Excerpt:
|---|
It would have been nice if I had remembered before the morning before, so I could have prepared a little bit. But suddenly on my calendar there was a "Record of the Changelog," and I was like, "What?"

CW (00:34:58):

And you had had to do it on video.

EW (00:35:00):

And at the last minute they told me, "We are doing video first." I was like, "Okay. Then do we do the talkie part?"

CW (00:35:09):

<laugh>

EW (00:35:09):

But no, they just meant that video was the most important. And I was like, "As long as you do not care that I look half asleep and drunk, we are great!"

CW (00:35:21):

<laugh> You did fine.

EW (00:35:24):

So I will put a link to that in the show notes. Let us see. How about another listener question?

CW (00:35:31):

Sure.

EW (00:35:32):

I did not really read this one ahead of time. So we are going to hope that Grant P has written this in a way that I will not stumble over too much. Grant is working with a team of embedded developers, trying to make a guide to systematic troubleshooting of returned devices. It could be hardware or software issues, on their battery powered, low power IoT device.

(00:35:57):

Do we have any recommendations for resources to help guide the mindset of troubleshooting the returned devices? Grant is leaning into this with the angle of being forensic. That is, trying to collect as much important information early on, without disturbing the crime scene, such as download internal and external flash. Huh.
|---|
Material shown:
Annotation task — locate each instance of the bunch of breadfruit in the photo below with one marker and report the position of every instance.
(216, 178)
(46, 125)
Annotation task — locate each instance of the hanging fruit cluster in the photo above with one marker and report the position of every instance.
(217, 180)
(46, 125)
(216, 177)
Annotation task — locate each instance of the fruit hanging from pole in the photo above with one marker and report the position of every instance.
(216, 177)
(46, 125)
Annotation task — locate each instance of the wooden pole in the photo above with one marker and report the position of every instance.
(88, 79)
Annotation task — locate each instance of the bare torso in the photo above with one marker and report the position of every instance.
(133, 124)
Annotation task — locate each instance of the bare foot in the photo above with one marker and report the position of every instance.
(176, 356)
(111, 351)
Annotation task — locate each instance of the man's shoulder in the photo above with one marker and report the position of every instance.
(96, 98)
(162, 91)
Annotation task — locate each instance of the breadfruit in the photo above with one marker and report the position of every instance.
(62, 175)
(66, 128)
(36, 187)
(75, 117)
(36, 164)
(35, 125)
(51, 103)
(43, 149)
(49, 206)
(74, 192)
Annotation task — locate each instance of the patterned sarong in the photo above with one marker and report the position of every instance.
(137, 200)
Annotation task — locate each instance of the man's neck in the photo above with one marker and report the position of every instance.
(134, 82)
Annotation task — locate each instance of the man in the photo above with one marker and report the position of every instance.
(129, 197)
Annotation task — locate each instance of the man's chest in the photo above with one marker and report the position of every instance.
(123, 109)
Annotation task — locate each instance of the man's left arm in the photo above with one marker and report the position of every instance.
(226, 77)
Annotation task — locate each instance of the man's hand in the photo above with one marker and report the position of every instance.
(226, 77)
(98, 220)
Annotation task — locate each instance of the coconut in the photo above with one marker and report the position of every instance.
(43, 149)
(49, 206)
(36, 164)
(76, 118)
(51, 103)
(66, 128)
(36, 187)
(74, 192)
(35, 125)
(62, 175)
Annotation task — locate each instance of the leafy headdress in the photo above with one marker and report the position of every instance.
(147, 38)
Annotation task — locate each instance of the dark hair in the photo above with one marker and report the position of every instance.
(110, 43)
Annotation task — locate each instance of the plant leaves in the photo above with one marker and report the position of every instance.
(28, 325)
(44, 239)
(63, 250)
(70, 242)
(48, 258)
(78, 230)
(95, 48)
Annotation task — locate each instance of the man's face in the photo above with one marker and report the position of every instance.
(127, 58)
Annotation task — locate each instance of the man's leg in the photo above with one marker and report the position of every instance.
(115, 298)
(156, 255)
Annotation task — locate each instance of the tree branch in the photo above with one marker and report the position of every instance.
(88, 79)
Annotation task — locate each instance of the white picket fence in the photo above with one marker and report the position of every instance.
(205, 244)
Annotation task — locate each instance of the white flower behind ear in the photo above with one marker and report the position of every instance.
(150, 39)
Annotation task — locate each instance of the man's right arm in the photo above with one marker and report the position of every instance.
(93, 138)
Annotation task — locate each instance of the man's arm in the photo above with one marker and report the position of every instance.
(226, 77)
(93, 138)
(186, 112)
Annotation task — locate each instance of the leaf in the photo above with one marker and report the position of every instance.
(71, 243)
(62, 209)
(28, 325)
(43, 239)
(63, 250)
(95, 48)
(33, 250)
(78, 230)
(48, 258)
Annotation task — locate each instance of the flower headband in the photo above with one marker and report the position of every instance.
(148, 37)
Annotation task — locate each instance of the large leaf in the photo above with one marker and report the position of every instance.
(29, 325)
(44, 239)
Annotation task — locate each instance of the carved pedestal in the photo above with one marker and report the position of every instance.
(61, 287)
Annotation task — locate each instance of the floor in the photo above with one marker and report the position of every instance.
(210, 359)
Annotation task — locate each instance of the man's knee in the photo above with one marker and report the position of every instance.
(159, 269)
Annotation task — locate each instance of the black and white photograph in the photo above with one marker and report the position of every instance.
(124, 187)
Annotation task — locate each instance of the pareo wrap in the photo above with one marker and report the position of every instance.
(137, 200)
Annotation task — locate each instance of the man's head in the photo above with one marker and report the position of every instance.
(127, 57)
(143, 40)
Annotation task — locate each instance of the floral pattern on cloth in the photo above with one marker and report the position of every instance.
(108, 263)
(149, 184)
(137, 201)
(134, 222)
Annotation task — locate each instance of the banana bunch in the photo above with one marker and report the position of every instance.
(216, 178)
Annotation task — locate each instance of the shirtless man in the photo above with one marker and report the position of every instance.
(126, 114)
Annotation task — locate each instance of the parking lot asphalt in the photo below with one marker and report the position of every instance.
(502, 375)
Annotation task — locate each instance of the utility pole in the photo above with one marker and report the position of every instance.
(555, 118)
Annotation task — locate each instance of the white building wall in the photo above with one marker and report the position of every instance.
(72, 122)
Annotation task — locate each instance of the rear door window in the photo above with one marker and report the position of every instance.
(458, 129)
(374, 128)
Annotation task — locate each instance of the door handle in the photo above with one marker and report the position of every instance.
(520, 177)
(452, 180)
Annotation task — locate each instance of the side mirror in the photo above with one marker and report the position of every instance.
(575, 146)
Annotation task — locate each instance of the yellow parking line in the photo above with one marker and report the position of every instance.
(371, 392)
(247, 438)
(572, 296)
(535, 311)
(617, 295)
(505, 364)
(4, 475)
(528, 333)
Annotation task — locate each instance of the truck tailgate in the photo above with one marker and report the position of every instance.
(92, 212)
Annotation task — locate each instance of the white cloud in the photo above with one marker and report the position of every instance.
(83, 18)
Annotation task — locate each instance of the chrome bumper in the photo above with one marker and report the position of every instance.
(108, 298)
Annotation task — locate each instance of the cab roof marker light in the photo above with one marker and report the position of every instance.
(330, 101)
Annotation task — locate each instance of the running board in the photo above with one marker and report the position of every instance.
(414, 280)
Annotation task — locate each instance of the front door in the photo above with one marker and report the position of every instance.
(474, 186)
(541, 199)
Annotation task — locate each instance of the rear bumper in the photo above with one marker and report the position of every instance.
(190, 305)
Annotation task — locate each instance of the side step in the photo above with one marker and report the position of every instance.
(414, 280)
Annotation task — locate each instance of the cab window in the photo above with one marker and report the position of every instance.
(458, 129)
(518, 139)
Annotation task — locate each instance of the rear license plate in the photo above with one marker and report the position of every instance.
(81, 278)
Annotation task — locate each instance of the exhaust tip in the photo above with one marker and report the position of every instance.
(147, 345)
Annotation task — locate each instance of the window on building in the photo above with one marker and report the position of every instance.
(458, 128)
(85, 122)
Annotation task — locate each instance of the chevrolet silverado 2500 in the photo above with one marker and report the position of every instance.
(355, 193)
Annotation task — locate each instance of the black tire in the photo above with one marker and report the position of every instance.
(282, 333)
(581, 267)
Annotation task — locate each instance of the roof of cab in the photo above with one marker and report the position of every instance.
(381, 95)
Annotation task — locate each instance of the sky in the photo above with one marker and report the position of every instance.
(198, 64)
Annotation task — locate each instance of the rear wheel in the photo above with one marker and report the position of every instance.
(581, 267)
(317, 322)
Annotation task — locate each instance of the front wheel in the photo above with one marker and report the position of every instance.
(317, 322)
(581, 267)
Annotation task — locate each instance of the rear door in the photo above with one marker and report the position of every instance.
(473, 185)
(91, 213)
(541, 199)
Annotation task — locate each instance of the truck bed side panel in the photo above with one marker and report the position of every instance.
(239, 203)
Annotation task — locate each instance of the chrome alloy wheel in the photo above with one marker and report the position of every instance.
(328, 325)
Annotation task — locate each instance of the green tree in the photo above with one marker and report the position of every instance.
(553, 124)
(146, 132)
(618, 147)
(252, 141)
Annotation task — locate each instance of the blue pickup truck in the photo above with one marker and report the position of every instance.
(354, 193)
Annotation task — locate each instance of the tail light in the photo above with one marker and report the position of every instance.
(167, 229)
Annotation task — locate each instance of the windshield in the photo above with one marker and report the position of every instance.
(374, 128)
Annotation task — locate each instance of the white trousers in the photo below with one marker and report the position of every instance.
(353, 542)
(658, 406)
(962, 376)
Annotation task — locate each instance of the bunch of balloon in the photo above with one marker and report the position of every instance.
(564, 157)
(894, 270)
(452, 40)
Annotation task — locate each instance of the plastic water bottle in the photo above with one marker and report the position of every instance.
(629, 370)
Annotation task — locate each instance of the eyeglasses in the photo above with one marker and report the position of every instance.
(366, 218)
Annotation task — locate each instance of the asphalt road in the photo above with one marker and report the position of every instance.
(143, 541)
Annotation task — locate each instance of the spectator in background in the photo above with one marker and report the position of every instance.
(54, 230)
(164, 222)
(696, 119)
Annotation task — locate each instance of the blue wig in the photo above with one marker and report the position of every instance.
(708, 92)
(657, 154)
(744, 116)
|---|
Required work:
A: In the podcast transcript, replace "crime scene" with "evidence" in the passage starting with "I did not really" and going on through "external flash. Huh.", and write out that passage.
B: According to the podcast transcript, what kind of device do Grant's team members work on?
C: Write what comes next in the podcast transcript, picking up after its final line.

Per-task answers:
A:
I did not really read this one ahead of time. So we are going to hope that Grant P has written this in a way that I will not stumble over too much. Grant is working with a team of embedded developers, trying to make a guide to systematic troubleshooting of returned devices. It could be hardware or software issues, on their battery powered, low power IoT device.

(00:35:57):

Do we have any recommendations for resources to help guide the mindset of troubleshooting the returned devices? Grant is leaning into this with the angle of being forensic. That is, trying to collect as much important information early on, without disturbing the evidence, such as download internal and external flash. Huh.

B: A battery-powered, low-power IoT device.

C:
CW (00:36:22):

I have very little experience with this sort of thing, except at a distance. I do think that the skillset is sometimes different than the developer skillset. Some of the better testers I have worked with were not developers. Or certainly not the people who are working on the product itself, because there is some bias there, right?

EW (00:36:46):

Right. The engineers tend to think about the good path, the intended path. Good testers and good quality control tend to think more about the, "How am I going to put things in, in semi-random way? How am I going to-"

CW (00:37:08):

"What is the worst thing I can do to this thing?"

EW (00:37:10):

Yeah.

CW (00:37:11):

Whereas like, "Oh, I do not want to break it. I made this!"

EW (00:37:16):

And the engineers tend to do the same thing each time. It is like, "I do these set of steps, because these are the set of steps that I used to develop the system." The tester is like, "Huh. Let us just take those steps and shake them up." Or even better, "Do not talk to me, and I will develop my own steps." When it breaks you will be like, "What did you do? Why did not you do it my way?" And I will be like, "No one should have to do it your way."

CW (00:37:46):

In terms of techniques and things for being forensic, gosh, I do not know.

EW (00:37:53):

It really helps if your developers are on board. Like your-

CW (00:37:58):

Providing visibility.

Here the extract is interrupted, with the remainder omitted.